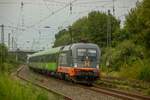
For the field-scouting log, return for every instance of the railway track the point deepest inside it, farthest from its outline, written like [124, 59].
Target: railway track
[96, 88]
[120, 94]
[39, 85]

[Directions]
Switch "railway track" to "train track" everywhere in the data above and change nothing else. Leave the pictures out of what you return.

[Task solution]
For the field-scouting log, return for every instance of the train track the point deepest inside it, farthest from its outline, written like [124, 59].
Target: train track
[96, 88]
[120, 94]
[39, 85]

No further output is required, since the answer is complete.